** Input **
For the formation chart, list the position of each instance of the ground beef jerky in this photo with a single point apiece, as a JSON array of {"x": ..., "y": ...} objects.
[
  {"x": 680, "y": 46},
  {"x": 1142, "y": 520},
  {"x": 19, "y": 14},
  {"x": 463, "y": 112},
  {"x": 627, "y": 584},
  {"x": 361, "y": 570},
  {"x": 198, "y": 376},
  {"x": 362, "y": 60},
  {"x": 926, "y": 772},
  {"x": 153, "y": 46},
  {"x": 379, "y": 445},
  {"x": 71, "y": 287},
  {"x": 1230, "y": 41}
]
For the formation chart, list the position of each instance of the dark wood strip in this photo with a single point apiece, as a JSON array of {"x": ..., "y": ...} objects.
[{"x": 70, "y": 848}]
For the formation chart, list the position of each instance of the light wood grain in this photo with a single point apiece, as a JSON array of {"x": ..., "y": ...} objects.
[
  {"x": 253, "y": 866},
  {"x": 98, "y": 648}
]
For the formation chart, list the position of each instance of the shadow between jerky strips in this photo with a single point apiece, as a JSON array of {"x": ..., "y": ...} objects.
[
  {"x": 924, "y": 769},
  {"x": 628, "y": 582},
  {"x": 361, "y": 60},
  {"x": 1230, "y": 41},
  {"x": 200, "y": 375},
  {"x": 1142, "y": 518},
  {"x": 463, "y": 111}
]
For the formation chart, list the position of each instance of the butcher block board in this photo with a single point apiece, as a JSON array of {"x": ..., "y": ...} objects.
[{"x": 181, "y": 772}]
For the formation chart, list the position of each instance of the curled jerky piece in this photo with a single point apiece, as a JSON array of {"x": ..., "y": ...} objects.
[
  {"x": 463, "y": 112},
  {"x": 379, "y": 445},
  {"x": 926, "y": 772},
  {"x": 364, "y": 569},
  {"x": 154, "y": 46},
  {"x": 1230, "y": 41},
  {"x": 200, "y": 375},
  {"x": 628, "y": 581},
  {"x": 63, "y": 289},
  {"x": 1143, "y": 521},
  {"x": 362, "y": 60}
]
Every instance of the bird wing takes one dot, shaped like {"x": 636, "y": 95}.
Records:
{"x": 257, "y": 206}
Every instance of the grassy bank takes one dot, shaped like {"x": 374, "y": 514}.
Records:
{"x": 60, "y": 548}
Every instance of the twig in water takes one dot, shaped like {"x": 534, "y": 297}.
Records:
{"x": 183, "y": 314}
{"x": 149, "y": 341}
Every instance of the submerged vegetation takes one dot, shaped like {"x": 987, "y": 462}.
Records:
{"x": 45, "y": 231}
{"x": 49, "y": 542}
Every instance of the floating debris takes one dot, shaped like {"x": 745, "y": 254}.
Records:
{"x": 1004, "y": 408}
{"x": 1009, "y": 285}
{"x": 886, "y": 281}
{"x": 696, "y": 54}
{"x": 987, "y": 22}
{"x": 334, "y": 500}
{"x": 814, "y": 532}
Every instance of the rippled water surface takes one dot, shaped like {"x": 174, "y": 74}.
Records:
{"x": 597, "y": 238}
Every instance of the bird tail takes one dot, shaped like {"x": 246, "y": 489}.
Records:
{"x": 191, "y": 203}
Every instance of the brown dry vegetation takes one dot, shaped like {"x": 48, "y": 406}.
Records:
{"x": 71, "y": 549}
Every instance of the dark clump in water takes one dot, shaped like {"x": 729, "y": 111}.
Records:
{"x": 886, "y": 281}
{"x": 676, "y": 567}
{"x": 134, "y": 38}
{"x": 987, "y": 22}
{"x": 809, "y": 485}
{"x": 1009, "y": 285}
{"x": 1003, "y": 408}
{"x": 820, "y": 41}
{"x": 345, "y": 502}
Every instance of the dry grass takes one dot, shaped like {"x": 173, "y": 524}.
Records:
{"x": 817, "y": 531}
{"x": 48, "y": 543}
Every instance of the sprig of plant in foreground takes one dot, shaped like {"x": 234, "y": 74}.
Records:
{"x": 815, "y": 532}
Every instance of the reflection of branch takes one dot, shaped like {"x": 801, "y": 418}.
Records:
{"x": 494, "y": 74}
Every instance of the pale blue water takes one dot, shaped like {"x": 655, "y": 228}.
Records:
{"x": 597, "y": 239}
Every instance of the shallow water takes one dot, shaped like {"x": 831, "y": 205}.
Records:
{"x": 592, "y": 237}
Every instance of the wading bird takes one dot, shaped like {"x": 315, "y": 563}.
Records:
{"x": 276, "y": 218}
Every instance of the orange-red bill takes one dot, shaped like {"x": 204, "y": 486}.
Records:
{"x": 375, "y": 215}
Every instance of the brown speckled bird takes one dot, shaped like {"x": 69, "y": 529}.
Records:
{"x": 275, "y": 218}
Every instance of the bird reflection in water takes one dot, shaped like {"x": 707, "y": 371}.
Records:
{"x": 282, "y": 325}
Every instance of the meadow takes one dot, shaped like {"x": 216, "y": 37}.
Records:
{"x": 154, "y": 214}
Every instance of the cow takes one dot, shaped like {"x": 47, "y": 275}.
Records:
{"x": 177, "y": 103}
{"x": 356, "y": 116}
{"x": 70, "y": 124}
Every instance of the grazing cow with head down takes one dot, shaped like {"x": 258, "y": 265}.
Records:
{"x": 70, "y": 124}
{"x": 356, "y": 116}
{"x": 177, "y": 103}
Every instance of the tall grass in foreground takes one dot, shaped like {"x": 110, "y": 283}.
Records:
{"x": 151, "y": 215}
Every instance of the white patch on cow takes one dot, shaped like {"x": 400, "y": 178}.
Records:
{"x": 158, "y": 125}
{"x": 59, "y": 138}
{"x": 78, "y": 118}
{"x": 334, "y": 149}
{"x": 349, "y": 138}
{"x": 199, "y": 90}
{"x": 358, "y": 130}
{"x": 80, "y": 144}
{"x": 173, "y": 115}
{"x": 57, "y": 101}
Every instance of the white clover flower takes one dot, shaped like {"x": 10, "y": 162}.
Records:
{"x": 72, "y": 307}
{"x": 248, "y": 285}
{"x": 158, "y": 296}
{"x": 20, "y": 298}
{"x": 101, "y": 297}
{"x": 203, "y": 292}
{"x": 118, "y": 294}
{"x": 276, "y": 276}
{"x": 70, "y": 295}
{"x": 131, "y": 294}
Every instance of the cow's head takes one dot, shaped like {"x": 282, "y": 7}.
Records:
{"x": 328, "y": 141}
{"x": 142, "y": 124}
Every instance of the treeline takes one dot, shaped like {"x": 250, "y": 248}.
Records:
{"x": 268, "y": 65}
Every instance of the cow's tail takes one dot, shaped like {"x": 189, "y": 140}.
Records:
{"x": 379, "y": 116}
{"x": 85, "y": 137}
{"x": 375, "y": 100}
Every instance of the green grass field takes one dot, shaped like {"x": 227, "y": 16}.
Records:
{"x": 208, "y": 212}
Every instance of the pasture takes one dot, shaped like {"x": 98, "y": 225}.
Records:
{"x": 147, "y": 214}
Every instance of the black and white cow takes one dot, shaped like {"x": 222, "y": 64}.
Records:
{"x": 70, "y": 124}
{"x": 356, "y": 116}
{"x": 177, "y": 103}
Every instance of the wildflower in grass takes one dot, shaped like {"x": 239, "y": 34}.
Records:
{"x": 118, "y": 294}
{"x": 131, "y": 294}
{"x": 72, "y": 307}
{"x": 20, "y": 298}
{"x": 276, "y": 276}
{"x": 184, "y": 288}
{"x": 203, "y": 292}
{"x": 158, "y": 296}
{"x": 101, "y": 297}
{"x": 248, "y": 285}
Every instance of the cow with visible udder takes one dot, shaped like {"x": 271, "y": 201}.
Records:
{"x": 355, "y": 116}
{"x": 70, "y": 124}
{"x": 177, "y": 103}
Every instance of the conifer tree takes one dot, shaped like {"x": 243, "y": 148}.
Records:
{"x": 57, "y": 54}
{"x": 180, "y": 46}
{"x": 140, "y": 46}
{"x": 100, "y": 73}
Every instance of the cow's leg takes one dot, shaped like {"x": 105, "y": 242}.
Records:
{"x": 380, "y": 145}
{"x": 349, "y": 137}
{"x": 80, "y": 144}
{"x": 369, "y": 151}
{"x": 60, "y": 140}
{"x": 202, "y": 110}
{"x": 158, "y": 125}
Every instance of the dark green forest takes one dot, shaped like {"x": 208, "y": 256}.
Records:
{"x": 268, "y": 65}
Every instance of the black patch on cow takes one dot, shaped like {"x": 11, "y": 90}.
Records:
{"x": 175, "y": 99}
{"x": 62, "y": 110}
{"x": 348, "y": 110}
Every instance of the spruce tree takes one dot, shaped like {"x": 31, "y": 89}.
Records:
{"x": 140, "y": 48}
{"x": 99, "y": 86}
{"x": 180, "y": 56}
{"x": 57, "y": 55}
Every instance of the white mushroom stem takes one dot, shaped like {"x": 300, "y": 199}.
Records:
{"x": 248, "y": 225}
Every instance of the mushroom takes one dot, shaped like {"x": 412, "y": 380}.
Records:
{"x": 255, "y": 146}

** What is required **
Look through the entries above; copy every line holding the string "head".

** Answer space **
Every instance of the grazing cow with head down takes one dot, shaped like {"x": 258, "y": 265}.
Every instance of the cow's head takes one dot, shaped like {"x": 282, "y": 7}.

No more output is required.